**Record set:**

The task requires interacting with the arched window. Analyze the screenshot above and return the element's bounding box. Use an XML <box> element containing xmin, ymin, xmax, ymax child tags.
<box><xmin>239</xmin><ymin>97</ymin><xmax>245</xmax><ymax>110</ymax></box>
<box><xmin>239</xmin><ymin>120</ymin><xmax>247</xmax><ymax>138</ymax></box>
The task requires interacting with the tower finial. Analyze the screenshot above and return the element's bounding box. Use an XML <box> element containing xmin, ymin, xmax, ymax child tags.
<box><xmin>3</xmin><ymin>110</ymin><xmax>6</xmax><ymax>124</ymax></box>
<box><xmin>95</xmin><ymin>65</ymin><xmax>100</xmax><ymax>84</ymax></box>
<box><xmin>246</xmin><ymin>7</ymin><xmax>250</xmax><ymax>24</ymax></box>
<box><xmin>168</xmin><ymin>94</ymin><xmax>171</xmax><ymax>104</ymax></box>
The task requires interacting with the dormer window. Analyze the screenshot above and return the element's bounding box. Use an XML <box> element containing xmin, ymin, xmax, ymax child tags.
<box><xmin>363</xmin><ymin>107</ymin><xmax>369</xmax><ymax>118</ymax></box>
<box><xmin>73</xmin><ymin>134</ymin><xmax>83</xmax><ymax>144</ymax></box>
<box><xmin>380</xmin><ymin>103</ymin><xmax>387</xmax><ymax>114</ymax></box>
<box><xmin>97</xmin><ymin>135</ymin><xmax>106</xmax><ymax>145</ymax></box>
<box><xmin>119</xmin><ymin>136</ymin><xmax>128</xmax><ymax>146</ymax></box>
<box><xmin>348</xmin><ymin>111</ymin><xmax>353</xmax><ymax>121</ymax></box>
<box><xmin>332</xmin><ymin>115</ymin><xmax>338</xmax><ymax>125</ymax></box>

**Task instructions:** Return the full listing, word for word.

**Exercise response:**
The task requires interacting with the arched window. Analyze the screenshot above and return the element's bounding box. Use an XML <box> element containing xmin, ymin, xmax, ymax child tags.
<box><xmin>239</xmin><ymin>97</ymin><xmax>245</xmax><ymax>110</ymax></box>
<box><xmin>239</xmin><ymin>120</ymin><xmax>247</xmax><ymax>138</ymax></box>
The task requires interacting with the tower finial. Analyze the screenshot above and return the element's bounding box. Use an XML <box> element containing xmin, ymin, xmax, ymax child tags.
<box><xmin>3</xmin><ymin>110</ymin><xmax>6</xmax><ymax>124</ymax></box>
<box><xmin>95</xmin><ymin>65</ymin><xmax>100</xmax><ymax>84</ymax></box>
<box><xmin>246</xmin><ymin>7</ymin><xmax>250</xmax><ymax>24</ymax></box>
<box><xmin>168</xmin><ymin>94</ymin><xmax>171</xmax><ymax>104</ymax></box>
The task requires interacting with the dormer window. Analyze the screenshot above and return the element's bounding box. Use an XML <box> element containing xmin, ymin, xmax, ymax child tags.
<box><xmin>363</xmin><ymin>107</ymin><xmax>369</xmax><ymax>118</ymax></box>
<box><xmin>73</xmin><ymin>134</ymin><xmax>83</xmax><ymax>144</ymax></box>
<box><xmin>380</xmin><ymin>103</ymin><xmax>387</xmax><ymax>114</ymax></box>
<box><xmin>97</xmin><ymin>135</ymin><xmax>106</xmax><ymax>145</ymax></box>
<box><xmin>119</xmin><ymin>136</ymin><xmax>128</xmax><ymax>146</ymax></box>
<box><xmin>348</xmin><ymin>111</ymin><xmax>353</xmax><ymax>121</ymax></box>
<box><xmin>332</xmin><ymin>115</ymin><xmax>338</xmax><ymax>125</ymax></box>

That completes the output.